WHAT IS ASKED:
Pick out every line of the records that contains the string "multi" and copy each one. Case counts.

(Point labeling examples)

********************

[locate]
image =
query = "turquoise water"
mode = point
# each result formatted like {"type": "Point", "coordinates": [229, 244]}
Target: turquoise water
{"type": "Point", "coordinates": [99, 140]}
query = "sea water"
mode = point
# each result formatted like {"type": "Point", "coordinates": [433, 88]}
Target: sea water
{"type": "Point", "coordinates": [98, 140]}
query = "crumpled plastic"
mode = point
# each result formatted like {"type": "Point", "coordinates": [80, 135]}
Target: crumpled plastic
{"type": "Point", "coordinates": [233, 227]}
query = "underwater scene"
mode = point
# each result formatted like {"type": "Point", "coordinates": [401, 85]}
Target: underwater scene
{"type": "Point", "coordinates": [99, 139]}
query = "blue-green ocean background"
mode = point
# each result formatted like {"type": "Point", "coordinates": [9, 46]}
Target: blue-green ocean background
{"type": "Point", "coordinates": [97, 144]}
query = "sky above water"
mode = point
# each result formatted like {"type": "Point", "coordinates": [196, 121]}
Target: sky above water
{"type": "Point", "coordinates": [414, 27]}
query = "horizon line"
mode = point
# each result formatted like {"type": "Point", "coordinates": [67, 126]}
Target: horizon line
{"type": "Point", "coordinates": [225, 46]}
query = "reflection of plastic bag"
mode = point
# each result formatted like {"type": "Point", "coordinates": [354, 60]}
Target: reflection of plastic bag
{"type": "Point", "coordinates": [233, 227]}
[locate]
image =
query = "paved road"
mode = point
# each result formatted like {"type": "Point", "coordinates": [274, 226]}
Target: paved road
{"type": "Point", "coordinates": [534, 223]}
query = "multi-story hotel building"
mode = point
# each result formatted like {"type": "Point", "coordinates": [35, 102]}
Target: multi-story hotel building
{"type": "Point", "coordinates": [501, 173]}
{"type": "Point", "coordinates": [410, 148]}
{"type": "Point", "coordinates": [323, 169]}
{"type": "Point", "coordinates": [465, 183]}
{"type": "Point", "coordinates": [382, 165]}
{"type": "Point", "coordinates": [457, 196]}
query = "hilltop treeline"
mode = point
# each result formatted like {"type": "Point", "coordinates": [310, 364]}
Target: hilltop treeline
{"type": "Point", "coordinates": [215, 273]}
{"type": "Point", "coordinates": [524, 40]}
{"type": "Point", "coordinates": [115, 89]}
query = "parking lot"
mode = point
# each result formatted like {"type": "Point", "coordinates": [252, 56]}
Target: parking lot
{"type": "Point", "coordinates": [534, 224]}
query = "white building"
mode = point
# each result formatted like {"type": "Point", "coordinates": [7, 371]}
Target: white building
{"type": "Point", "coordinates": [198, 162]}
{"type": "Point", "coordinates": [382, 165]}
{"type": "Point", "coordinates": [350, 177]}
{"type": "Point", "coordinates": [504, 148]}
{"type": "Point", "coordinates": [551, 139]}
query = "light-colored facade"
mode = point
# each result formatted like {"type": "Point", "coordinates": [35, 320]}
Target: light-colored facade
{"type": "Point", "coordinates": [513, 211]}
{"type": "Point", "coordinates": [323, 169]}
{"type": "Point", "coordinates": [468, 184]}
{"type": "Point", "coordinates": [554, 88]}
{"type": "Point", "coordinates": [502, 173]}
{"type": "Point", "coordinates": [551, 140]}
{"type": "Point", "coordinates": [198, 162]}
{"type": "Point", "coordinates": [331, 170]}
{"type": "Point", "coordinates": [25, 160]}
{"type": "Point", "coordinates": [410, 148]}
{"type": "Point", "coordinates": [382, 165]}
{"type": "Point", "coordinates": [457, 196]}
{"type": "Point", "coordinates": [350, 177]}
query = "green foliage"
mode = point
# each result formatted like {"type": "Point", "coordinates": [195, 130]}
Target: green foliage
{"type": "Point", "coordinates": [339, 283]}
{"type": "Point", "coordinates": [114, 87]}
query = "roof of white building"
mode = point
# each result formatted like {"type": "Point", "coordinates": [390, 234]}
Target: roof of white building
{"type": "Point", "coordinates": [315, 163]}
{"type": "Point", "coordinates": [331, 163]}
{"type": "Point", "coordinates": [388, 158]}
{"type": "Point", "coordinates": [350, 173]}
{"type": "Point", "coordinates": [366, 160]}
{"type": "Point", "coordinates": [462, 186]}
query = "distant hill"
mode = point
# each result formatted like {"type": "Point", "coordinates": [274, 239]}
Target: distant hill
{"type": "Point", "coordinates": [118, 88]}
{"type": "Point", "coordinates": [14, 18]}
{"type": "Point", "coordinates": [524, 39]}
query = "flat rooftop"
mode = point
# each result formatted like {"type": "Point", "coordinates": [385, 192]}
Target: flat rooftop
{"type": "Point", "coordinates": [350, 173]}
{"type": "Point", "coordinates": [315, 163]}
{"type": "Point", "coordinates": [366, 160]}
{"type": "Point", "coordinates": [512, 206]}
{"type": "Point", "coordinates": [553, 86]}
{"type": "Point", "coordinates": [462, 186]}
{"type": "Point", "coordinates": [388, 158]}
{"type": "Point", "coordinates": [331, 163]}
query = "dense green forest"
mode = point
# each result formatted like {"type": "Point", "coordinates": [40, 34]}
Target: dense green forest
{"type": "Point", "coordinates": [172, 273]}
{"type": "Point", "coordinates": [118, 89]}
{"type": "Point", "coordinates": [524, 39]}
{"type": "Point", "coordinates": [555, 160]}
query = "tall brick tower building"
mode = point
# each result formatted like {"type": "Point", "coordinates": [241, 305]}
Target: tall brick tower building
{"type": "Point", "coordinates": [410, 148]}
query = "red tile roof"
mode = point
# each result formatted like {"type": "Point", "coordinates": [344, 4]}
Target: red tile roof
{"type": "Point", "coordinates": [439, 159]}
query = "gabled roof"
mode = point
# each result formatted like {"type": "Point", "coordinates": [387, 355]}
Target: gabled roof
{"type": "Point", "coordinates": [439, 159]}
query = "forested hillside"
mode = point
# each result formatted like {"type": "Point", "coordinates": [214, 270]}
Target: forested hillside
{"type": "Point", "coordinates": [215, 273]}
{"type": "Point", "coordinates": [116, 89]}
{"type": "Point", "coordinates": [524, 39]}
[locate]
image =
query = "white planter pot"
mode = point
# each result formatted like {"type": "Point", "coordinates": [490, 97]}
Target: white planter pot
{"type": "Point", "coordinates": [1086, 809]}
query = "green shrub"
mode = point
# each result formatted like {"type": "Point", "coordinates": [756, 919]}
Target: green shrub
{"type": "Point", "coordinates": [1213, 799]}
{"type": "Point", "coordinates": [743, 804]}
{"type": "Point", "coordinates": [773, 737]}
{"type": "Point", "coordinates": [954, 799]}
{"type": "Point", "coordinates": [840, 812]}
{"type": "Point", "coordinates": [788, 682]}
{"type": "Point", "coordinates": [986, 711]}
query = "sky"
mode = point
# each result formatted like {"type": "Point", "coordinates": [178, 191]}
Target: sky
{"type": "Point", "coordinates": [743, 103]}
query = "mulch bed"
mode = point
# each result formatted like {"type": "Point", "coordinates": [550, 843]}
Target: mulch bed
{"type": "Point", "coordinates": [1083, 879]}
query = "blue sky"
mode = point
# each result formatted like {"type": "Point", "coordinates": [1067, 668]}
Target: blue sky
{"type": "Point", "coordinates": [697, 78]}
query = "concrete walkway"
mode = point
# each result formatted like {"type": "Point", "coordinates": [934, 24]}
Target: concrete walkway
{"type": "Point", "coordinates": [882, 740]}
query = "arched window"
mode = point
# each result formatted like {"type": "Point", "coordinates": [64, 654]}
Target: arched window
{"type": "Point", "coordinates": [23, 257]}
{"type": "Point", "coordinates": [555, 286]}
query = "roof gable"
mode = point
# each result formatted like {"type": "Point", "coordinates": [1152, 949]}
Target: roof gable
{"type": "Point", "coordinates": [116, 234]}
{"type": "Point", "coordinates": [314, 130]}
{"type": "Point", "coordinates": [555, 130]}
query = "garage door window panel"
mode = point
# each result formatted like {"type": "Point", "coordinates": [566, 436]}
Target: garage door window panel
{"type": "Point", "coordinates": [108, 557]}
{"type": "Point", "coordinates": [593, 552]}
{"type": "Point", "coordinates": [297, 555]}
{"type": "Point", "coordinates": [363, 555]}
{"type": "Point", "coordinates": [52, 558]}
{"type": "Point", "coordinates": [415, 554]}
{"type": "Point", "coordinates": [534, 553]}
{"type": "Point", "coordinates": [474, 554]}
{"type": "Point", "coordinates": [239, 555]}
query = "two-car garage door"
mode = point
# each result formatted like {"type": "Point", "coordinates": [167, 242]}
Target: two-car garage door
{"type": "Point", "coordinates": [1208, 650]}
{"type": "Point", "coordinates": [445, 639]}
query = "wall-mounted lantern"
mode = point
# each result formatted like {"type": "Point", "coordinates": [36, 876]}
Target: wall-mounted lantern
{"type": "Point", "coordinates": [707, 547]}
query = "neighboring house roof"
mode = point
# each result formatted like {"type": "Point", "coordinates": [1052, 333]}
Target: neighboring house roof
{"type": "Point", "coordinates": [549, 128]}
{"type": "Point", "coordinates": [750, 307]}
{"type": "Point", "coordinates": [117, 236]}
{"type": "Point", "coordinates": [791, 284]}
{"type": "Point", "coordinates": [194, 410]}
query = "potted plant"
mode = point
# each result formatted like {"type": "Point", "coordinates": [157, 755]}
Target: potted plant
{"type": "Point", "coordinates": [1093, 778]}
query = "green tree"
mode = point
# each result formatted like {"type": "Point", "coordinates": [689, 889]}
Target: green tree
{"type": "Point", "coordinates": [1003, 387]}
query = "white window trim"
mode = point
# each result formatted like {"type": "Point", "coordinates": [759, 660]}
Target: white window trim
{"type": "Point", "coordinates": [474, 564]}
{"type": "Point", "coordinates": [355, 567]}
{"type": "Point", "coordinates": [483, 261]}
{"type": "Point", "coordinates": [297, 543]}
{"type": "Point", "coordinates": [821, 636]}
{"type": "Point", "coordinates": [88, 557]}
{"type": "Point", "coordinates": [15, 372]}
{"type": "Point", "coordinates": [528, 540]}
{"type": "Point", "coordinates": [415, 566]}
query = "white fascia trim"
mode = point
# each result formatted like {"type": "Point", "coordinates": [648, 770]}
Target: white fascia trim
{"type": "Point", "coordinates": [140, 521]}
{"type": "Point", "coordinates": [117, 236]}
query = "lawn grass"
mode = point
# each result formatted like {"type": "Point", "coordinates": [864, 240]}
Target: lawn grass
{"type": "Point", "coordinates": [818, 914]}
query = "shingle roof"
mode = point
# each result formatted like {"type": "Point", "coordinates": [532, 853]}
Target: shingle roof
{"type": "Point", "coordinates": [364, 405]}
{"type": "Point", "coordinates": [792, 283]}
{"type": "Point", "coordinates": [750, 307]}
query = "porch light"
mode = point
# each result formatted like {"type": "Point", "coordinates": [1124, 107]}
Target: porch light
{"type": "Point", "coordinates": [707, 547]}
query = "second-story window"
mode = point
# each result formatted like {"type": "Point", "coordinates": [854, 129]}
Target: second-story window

********************

SOLUTION:
query = "multi-story hotel building"
Target: multi-story hotel building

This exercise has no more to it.